A propos du rapport au réel (conclusion)


"l’espace n’existe plus. En effet le pavé de la rue, trempé par la pluie, sous l’éclat des lampes électriques, se creuse immensément jusqu’au centre de la terre. Des milliers de kilomètres nous séparent du soleil ; cela n’empêche pas que la maison qui est devant nous soit encastrée dans le disque solaire."
Manifeste Futuriste

 


L’on peut se poser la question sur l’importance du jugement de la conception. Le réel est-il l’invisible ? Et dans ce cas précis, la figuration est-elle dénouée de sens ? Dans le domaine de l’art pictural, qu’est-il primordial : former du vide rempli de plein ou dessiner du plein rempli de vide ? La forme est-elle irréductible du fond ? Là où il n’y a plus de questions rhétoriques et où le sensible se mêle à l’incompréhension.

» Consigne 1:
Relevez toutes les phrases interrogatives du dernier paragraphe du texte sur le rapport au réel.
» Consigne 2:
Dans la citation du Manifeste Futuriste qui ouvre le texte sur le rapport au réel, pourquoi est-il affirmé que « l’espace n’existe plus » ? Répondez en une à trois phrases.
» Consigne 3:
Poursuivez le texte sur le rapport au réel à partir de sa dernière phrase.

» Lignes:
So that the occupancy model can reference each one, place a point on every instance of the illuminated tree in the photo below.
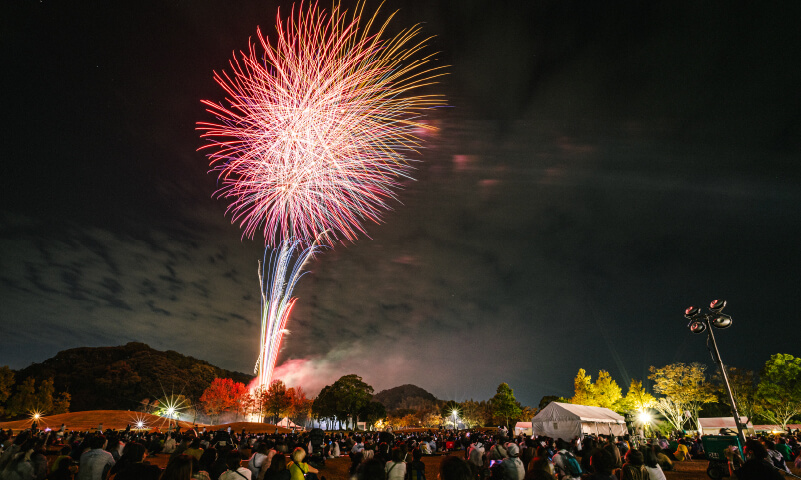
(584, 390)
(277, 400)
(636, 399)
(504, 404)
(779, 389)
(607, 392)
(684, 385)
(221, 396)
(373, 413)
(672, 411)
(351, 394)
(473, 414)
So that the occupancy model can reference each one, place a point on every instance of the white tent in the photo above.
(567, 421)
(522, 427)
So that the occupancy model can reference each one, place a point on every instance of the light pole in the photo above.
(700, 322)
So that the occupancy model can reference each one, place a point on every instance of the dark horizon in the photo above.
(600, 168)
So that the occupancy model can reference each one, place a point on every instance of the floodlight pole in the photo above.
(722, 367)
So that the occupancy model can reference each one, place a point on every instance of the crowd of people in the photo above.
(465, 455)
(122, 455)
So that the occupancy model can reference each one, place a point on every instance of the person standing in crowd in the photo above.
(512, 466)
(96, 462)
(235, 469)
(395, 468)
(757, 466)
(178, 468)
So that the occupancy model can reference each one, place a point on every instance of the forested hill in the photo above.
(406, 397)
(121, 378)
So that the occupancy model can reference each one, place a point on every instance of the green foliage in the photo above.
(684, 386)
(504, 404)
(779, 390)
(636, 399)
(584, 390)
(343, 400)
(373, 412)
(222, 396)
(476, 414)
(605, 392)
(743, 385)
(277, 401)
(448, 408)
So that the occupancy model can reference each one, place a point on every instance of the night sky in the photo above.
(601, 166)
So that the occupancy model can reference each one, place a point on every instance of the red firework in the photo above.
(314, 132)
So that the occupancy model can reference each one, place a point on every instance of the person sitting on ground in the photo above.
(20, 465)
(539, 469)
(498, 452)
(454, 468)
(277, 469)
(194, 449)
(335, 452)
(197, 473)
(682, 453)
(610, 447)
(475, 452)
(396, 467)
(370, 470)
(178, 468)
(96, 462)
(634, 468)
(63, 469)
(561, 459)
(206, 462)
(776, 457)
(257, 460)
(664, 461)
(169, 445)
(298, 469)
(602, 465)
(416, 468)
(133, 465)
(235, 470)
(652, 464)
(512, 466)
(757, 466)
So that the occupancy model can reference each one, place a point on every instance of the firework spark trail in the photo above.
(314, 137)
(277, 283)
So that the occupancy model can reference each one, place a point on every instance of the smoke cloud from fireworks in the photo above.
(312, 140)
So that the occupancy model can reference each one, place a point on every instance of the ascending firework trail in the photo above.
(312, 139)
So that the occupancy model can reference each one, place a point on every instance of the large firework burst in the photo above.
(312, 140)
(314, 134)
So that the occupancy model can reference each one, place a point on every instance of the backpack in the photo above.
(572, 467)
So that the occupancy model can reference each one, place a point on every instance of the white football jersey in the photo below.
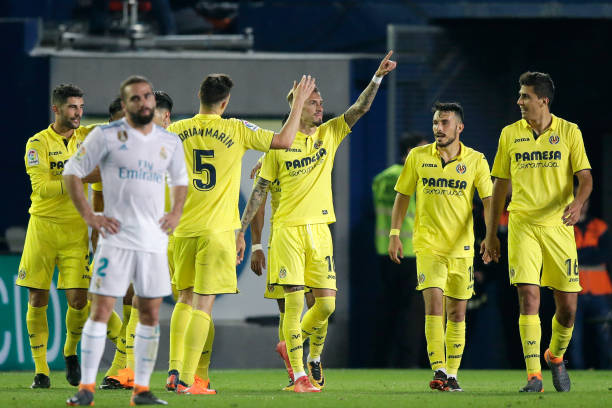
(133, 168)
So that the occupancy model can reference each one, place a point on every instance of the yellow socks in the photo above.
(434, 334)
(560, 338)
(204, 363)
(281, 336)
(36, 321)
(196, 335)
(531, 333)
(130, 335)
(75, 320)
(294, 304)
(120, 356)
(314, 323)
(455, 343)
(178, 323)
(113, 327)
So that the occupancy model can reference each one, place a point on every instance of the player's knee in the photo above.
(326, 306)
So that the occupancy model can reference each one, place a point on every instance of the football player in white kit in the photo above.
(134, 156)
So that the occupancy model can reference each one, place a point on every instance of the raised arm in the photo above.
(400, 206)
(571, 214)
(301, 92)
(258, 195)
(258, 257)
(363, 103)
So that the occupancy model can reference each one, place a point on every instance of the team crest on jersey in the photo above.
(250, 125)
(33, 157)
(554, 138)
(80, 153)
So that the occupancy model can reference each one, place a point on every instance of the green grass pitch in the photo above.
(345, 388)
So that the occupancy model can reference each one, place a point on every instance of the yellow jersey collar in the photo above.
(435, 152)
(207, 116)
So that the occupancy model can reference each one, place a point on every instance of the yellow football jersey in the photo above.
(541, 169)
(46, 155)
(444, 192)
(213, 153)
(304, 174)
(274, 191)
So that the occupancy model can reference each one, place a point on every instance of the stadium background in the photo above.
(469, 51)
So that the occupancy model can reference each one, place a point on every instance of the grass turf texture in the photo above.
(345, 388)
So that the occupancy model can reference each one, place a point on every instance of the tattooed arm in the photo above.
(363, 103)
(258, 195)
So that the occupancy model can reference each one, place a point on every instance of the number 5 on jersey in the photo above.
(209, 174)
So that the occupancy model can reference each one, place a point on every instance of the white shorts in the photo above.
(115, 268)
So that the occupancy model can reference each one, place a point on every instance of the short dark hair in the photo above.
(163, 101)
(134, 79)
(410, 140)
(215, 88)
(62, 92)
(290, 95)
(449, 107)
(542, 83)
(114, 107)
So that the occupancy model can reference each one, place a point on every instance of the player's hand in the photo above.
...
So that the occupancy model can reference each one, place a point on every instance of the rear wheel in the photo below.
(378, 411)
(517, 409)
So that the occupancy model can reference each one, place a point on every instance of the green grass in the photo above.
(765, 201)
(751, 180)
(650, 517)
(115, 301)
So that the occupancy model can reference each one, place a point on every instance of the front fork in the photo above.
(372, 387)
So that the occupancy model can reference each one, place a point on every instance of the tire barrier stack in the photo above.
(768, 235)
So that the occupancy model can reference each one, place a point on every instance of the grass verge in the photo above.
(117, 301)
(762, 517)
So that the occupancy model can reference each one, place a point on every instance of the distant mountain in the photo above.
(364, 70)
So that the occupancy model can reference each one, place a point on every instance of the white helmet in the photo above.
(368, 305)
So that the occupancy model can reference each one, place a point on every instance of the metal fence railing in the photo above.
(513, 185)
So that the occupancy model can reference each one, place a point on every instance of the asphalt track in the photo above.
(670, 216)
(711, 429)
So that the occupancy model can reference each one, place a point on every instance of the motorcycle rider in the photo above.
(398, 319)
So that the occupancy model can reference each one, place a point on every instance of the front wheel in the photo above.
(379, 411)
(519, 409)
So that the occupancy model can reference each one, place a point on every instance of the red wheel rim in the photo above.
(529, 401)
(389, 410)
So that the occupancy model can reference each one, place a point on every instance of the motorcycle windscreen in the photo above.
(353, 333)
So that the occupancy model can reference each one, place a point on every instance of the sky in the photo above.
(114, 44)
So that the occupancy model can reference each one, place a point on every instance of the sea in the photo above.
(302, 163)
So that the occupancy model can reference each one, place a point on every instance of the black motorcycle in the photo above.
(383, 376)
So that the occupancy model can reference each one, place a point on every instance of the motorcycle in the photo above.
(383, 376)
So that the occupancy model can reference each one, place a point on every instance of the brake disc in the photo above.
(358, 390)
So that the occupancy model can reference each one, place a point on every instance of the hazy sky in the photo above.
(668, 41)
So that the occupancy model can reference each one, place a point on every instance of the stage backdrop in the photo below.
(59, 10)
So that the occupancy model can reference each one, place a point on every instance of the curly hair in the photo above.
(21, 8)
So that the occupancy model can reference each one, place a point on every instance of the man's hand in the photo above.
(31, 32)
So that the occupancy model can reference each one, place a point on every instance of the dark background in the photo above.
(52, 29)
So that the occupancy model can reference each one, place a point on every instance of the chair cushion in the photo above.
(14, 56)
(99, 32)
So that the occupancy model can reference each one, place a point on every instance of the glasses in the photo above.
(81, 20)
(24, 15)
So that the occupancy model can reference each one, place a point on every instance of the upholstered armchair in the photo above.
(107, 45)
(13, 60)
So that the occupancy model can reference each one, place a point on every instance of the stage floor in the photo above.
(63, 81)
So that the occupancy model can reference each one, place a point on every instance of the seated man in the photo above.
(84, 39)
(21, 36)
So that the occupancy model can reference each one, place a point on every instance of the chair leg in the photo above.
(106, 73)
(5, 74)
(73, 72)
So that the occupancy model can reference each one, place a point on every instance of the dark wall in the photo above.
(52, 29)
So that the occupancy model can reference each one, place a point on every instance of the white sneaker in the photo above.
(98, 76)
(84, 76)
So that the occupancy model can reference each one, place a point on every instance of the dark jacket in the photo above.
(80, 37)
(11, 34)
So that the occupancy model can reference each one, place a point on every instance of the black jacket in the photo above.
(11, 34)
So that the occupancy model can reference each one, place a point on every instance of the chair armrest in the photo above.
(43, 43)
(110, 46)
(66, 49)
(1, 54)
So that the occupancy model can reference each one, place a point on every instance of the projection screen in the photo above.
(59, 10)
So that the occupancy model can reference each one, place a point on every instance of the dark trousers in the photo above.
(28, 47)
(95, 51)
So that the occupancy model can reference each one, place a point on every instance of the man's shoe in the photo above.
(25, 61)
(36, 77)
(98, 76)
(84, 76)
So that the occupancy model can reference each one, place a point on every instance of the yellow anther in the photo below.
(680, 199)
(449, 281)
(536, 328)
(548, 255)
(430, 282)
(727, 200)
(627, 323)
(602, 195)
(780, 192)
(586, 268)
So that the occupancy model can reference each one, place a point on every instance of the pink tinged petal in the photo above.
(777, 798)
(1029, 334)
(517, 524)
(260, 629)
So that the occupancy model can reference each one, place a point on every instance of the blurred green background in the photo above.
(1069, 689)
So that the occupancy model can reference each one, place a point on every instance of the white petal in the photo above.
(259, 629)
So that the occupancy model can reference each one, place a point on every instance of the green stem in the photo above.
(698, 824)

» Réponse finale 1:
- « Le réel est-il l’invisible ? »
- « Et dans ce cas précis, la figuration est-elle dénouée de sens ? »
- « Dans le domaine de l’art pictural, qu’est-il primordial : former du vide rempli de plein ou dessiner du plein rempli de vide ? »
- « La forme est-elle irréductible du fond ? »

» Réponse finale 2:
Le pavé de la rue, trempé par la pluie et éclairé par les lampes électriques, paraît se creuser immensément jusqu’au centre de la terre. De plus, malgré les milliers de kilomètres qui nous séparent du soleil, la maison devant nous semble encastrée dans le disque solaire.

» Réponse finale 3:
Qui est le plus juste des deux : celui qui dessine un ovale jaune de cadmium moyen, plein, entrecoupé dans le contour d’un triangle vide, dans un cadre blanc de format rectangulaire de grandes dimensions, étant sensé représenter le volume et l’insubmersible de l’univers, la saturation de l’existence, le tout, la conscience de la plénitude et de l’imagination croisés avec le triangle de l’infini, plat, informe et creux, inviolable et dénué, la stérilité de l’inconscient et l’uniformité dans une situation philosophiquement spatiale. Ou alors cet autre qui dessine un tournesol sans intentions précises.
La complexité du formel est à ce point précise que les contemporains ont longuement dialogué sur le thème du contour, un mouvement controversant un autre, une réplique annulant la précédente, la suppression de la structure entraînant la représentation dénudée, l’oubli du contexte s’enchaînant aux retours les plus primitifs à la trivialité du réel.
Quoi de plus important, le fond ou la forme ? Lequel des deux met-il le plus en valeur ce qui est remarquable, tout en subjuguant la médiocrité ?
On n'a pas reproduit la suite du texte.